The suicide element: none of us will ever know why she did it. But you, in character as her, ostensibly know why. How did you navigate that conundrum? I felt that every thing she does in the film is informed by wanting to survive a day without doing this thing that she thinks about doing every day. I don’t mean shooting herself on live TV. In my head, that wasn’t something she comes up with until that night when everything goes horribly wrong. But it was something I was sort of entertaining in my head throughout everything that she does. But not in a kind of bleak, dark, navel-gazey “I really want to do this thing” kind of way. More in a: “What do I concentrate on so I don’t do this thing? Oh, these people are good. Telling good journalism is good. Serving the community is good. Helping people is good. That will keep me from thinking about that thing.” So it was quite active. How does she find a way to laugh today? How does she find a way to be funny? How does she find a way to be kind? How does she find a way to be a good journalist? Then I think the construction of the film is such that there are events that happen which are brutal to her, including this sort of romantic episode where someone who is not a sexualized being puts on a sexy dress and thinks for one second that she’s going to be seen as a woman — and then has that crushing disappointment when she realizes that’s not the case. The headspace I got to before doing the scene where she kills herself was not a sort of angry, fuck the world kind of feeling. For me it was that she got to this point, like, “I’ve worked out what the game is and you want me to do this thing, so if you want me to do ‘if it bleeds, it leads,’ if you want me to be that kind of journalist, that means I don’t get to survive, so I’m going to bow out.” And then I thought, “What must it feel like if you’ve battled this choice in this incredibly frenetic way for so long and then you just give in and decide to do it?” And so it kind of felt like an exhale. And so that last scene was perversely relaxed, because I think she’s most herself when she’s just made the decision. It wasn’t pleasant, though. Because you just got to that point and I was like, “I don’t want to kill her.” And nobody on set wanted me to. Because they’d all lived with her, everyone loved her. The crew that day were like, “Please don’t do this.”

◆ **Data to examine**:
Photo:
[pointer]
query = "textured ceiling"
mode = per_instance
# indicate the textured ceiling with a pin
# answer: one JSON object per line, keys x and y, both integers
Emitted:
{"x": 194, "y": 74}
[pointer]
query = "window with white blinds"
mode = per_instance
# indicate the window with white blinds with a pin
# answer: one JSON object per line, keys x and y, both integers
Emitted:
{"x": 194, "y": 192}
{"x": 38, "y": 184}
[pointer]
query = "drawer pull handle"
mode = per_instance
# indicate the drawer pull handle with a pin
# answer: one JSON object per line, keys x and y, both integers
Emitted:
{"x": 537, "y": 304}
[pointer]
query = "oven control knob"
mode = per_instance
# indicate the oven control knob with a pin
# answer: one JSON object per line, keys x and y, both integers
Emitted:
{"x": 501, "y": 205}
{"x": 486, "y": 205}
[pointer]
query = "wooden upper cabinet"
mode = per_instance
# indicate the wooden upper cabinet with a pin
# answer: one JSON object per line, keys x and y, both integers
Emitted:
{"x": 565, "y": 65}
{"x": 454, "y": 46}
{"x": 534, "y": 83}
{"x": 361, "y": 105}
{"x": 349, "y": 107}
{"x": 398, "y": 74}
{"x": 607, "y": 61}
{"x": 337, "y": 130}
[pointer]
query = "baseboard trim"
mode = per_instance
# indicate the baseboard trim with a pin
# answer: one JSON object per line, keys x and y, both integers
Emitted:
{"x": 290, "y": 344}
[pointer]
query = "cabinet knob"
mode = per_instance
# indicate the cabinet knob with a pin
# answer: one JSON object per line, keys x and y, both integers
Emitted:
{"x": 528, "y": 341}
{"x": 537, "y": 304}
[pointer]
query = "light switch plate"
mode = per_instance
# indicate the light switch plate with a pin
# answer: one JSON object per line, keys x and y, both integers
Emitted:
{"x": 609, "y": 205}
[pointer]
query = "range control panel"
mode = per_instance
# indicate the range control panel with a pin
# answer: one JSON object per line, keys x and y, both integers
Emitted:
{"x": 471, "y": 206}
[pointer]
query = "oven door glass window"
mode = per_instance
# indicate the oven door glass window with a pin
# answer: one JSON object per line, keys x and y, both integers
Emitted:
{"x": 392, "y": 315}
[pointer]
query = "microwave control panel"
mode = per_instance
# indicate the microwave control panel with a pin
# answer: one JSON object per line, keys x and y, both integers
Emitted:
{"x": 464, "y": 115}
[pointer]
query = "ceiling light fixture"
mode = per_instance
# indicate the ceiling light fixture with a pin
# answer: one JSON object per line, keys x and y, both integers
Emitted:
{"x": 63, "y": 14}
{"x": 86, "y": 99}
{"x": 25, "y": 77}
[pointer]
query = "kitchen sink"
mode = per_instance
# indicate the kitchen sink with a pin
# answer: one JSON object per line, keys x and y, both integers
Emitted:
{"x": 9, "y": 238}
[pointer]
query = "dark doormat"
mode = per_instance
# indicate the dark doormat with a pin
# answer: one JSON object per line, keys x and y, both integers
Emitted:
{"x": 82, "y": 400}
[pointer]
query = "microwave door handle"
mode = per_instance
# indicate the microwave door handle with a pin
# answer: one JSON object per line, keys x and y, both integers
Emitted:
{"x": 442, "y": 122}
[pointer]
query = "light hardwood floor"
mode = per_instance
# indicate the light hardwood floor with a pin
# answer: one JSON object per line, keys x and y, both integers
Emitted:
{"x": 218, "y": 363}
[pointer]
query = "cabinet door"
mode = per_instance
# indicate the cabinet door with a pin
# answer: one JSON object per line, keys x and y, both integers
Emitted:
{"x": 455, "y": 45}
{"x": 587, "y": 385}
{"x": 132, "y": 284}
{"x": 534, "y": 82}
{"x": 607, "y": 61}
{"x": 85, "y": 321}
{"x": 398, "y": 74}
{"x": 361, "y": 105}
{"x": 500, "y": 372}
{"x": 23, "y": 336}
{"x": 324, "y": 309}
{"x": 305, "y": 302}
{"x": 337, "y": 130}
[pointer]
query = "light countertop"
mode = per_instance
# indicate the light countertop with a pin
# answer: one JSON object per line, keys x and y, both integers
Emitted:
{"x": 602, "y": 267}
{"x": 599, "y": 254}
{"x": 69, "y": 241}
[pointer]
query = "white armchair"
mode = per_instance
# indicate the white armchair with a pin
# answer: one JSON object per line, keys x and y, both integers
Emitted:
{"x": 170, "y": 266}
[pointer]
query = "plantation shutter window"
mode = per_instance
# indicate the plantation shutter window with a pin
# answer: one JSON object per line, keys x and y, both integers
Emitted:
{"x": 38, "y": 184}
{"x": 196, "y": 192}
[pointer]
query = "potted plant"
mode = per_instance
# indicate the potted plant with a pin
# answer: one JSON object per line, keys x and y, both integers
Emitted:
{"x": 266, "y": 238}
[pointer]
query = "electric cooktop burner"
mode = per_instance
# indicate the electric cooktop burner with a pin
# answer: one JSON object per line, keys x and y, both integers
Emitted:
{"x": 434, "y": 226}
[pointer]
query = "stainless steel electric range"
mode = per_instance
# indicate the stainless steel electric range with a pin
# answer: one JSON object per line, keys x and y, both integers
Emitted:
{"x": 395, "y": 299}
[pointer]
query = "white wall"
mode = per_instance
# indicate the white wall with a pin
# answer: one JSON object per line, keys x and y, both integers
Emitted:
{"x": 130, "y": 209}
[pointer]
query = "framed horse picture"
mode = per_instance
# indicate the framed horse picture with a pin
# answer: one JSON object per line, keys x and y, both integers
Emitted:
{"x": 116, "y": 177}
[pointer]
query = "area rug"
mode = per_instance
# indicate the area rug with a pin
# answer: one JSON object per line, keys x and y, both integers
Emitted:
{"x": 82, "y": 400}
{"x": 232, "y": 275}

◆ **The problem**: Reproduce the interview excerpt above word for word, from start to finish.

◆ **Written answer**:
The suicide element: none of us will ever know why she did it. But you, in character as her, ostensibly know why. How did you navigate that conundrum? I felt that every thing she does in the film is informed by wanting to survive a day without doing this thing that she thinks about doing every day. I don’t mean shooting herself on live TV. In my head, that wasn’t something she comes up with until that night when everything goes horribly wrong. But it was something I was sort of entertaining in my head throughout everything that she does. But not in a kind of bleak, dark, navel-gazey “I really want to do this thing” kind of way. More in a: “What do I concentrate on so I don’t do this thing? Oh, these people are good. Telling good journalism is good. Serving the community is good. Helping people is good. That will keep me from thinking about that thing.” So it was quite active. How does she find a way to laugh today? How does she find a way to be funny? How does she find a way to be kind? How does she find a way to be a good journalist? Then I think the construction of the film is such that there are events that happen which are brutal to her, including this sort of romantic episode where someone who is not a sexualized being puts on a sexy dress and thinks for one second that she’s going to be seen as a woman — and then has that crushing disappointment when she realizes that’s not the case. The headspace I got to before doing the scene where she kills herself was not a sort of angry, fuck the world kind of feeling. For me it was that she got to this point, like, “I’ve worked out what the game is and you want me to do this thing, so if you want me to do ‘if it bleeds, it leads,’ if you want me to be that kind of journalist, that means I don’t get to survive, so I’m going to bow out.” And then I thought, “What must it feel like if you’ve battled this choice in this incredibly frenetic way for so long and then you just give in and decide to do it?” And so it kind of felt like an exhale. And so that last scene was perversely relaxed, because I think she’s most herself when she’s just made the decision. It wasn’t pleasant, though. Because you just got to that point and I was like, “I don’t want to kill her.” And nobody on set wanted me to. Because they’d all lived with her, everyone loved her. The crew that day were like, “Please don’t do this.”